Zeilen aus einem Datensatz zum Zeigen
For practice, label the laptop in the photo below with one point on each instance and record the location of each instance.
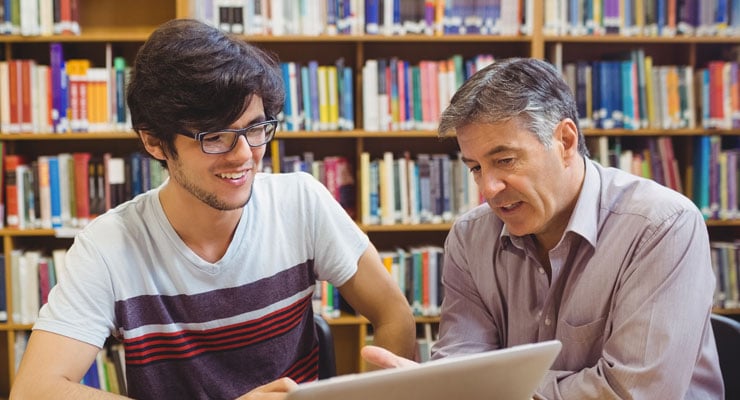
(506, 374)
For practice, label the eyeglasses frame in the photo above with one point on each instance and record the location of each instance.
(240, 132)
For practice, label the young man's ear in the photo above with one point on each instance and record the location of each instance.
(152, 145)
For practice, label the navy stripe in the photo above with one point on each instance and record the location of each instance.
(217, 304)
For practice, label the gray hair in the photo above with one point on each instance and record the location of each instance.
(527, 89)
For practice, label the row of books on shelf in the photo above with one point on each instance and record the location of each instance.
(67, 95)
(631, 93)
(642, 17)
(416, 270)
(710, 179)
(70, 189)
(396, 94)
(32, 275)
(39, 17)
(372, 17)
(318, 97)
(400, 95)
(726, 264)
(425, 188)
(335, 172)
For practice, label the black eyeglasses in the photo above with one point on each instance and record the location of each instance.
(223, 141)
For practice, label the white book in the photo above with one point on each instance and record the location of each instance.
(510, 17)
(15, 283)
(60, 267)
(413, 184)
(46, 17)
(29, 12)
(402, 211)
(21, 174)
(365, 188)
(65, 190)
(371, 118)
(277, 18)
(29, 279)
(41, 106)
(387, 192)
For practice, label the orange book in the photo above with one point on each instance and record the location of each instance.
(15, 91)
(28, 67)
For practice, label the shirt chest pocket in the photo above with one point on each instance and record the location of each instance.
(582, 343)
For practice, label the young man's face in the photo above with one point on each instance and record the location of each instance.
(221, 181)
(524, 183)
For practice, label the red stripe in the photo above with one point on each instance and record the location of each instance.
(199, 342)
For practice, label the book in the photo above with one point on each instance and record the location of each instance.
(12, 211)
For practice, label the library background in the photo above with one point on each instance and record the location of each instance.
(657, 84)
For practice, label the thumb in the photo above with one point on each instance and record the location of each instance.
(383, 358)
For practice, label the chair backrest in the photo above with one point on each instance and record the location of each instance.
(327, 359)
(727, 335)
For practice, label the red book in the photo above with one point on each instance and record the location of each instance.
(12, 161)
(82, 186)
(44, 280)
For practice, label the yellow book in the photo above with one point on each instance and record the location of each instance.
(649, 91)
(323, 76)
(332, 97)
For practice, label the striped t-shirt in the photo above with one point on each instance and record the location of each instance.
(195, 329)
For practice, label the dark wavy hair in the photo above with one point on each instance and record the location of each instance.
(190, 76)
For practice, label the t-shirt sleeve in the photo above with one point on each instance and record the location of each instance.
(338, 241)
(81, 304)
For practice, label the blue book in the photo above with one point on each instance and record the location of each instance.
(287, 109)
(661, 16)
(119, 64)
(91, 377)
(58, 88)
(735, 15)
(372, 17)
(702, 150)
(628, 90)
(55, 189)
(136, 181)
(306, 94)
(348, 98)
(313, 85)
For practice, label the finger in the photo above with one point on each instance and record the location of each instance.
(280, 386)
(383, 358)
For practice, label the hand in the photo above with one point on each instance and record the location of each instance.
(275, 390)
(383, 358)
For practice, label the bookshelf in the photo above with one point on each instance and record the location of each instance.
(121, 27)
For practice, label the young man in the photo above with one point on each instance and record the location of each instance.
(614, 266)
(207, 280)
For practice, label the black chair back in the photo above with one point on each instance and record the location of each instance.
(327, 359)
(727, 335)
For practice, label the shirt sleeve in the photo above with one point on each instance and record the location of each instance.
(338, 241)
(81, 308)
(664, 293)
(466, 325)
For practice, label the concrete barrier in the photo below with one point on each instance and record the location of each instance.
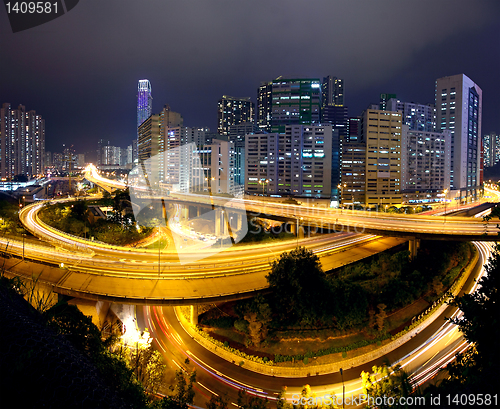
(282, 370)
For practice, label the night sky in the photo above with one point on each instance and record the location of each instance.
(80, 71)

**ZIEL DER ÜBUNG:** Geben Sie sämtliche Zeilen der obigen Auflistung unverändert aus, lassen Sie dabei jedoch die Bilder weg.

**AUSGABE ZUR AUFGABE:**
For practice, label the laptop in the photo below with one point on each instance and record the location of each instance.
(506, 374)
For practice, label the eyeglasses frame in the photo above with one point on each instance and record the location of each instance.
(240, 132)
For practice, label the young man's ear in the photo above with one point on each instance and record the location of each instance.
(152, 145)
For practice, label the navy stripe in the photo above with one point on each instance and record the location of each instance.
(217, 304)
For practice, label the gray hair in the photo above with one point on each instance and record the location of each instance.
(527, 89)
For practice, label the row of books on shelf in the photo above with one point on each instance and record the location of each instance.
(67, 95)
(631, 93)
(642, 17)
(416, 270)
(710, 179)
(70, 189)
(396, 94)
(32, 275)
(39, 17)
(372, 17)
(318, 97)
(400, 95)
(726, 264)
(425, 188)
(335, 172)
For practice, label the black eyeglasses in the photo above with one point on each instance and record the location of each instance.
(223, 141)
For practice, label the white book in the photo above with one point on each instance and record the location of each instance.
(510, 17)
(15, 283)
(60, 267)
(413, 184)
(46, 17)
(29, 12)
(402, 211)
(21, 174)
(365, 188)
(65, 190)
(371, 118)
(277, 18)
(29, 279)
(41, 106)
(387, 192)
For practice, label the orange book in the photo above with one point on each instance and record the location of each instance.
(15, 91)
(28, 67)
For practice, label the shirt chest pocket in the photo above with one point on each instance and record the location of each instance.
(582, 343)
For practice, label the young man's face in the photo above with one point on each instance and record the location of each instance.
(221, 181)
(524, 183)
For practice, label the red stripe in the photo above with one point on each instance and record the location of each instance.
(199, 342)
For practice, label the book in the photo above with one point on each instance and record the location of each instance.
(12, 211)
For practice, label the library background in the photo above with one point on each instance and record the location of each instance.
(657, 84)
For practice, label the thumb in the photo above with one point on each instance and record the location of each instance.
(383, 358)
For practice, label the chair backrest in the photo above with one point on each instance and record the location of each instance.
(327, 359)
(727, 335)
For practice, label the red book in the photo above with one point on each instance and record the location of each instance.
(12, 161)
(82, 186)
(44, 280)
For practice, label the yellow book in the photo above with one point on each instance and record the location of each instance.
(649, 91)
(323, 76)
(332, 97)
For practice, label the striped t-shirt in the photo above with one point on each instance and record the location of each instance.
(195, 329)
For practice, label the dark wavy hair in the photo above with one point on each instance and record the location of each instance.
(190, 76)
For practice, label the t-shirt sleeve in the photo above with one point on each instance and record the location of each instance.
(338, 241)
(81, 304)
For practice, label the blue book in the photo above with one point on each instance and record the location of each instance.
(287, 109)
(661, 16)
(119, 64)
(91, 377)
(58, 88)
(735, 15)
(372, 17)
(702, 150)
(628, 90)
(55, 189)
(136, 181)
(306, 94)
(348, 98)
(313, 85)
For practice, label the finger in the photo above with one point on each instance and record the location of each instance.
(280, 386)
(383, 358)
For practice, label the hand in the photo above with one point on each instance and record the location of each instance.
(275, 390)
(383, 358)
For practice, label the bookshelf in the photo above with one point on each instance and record the location of each instance.
(121, 27)
For practice, label the young man in the photo above with one point on each instance and record the location of each instance.
(614, 266)
(207, 280)
For practice, label the black chair back in the photo above with one point on each instance and record the location of each instance.
(327, 359)
(727, 335)
For practice, label the shirt sleeve in the photo above with one point on each instance and record the location of each instance.
(338, 241)
(81, 308)
(664, 293)
(466, 325)
For practice, label the concrete barrier in the photo below with one point on each instance and record the location of each instance.
(282, 370)
For practice, label the night sky in the photo above with one point on each instance and record the location of each instance.
(80, 71)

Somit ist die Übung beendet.